The task: List every line of the items below that contains the string "white", copying each matching line in full. Treat the match as case-sensitive.

Entries provided:
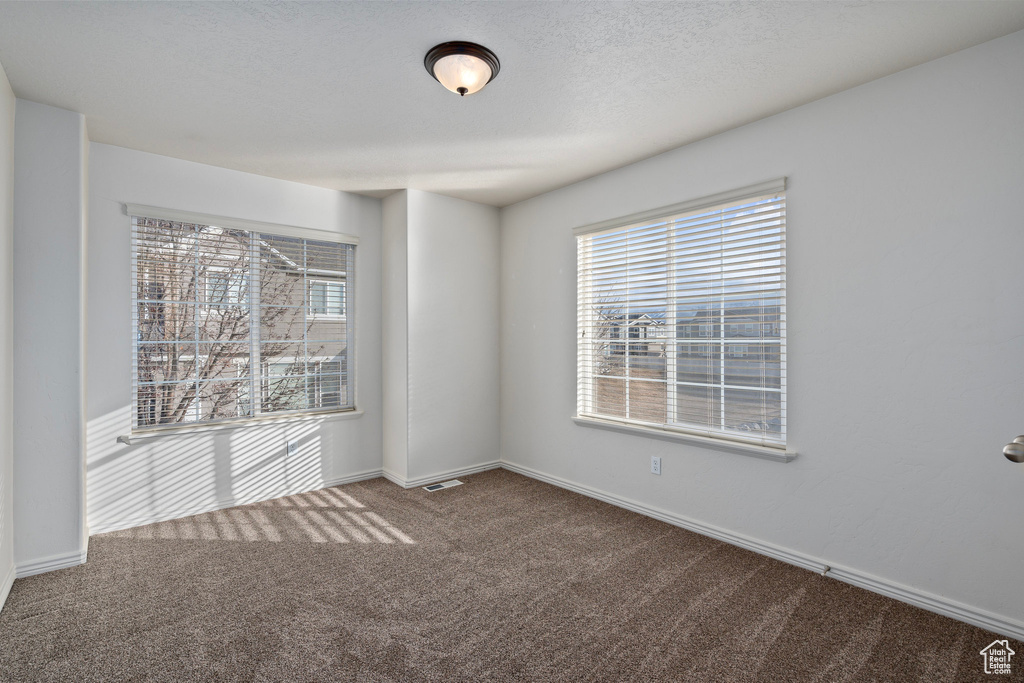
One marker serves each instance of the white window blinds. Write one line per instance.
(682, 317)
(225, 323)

==

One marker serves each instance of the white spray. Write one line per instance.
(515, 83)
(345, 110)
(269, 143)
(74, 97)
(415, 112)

---

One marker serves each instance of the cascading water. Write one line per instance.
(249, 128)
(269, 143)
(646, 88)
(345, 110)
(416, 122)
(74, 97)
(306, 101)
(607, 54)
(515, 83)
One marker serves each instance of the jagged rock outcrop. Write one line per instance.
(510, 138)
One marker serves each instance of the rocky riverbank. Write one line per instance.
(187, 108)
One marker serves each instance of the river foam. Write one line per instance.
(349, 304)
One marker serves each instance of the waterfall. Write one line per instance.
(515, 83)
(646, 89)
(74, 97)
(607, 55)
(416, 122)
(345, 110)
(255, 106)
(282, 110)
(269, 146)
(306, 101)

Complete output:
One marker serves each instance of the white window blinds. Write one line per instance.
One marker serves each instance of the white spray. Write one line per instance.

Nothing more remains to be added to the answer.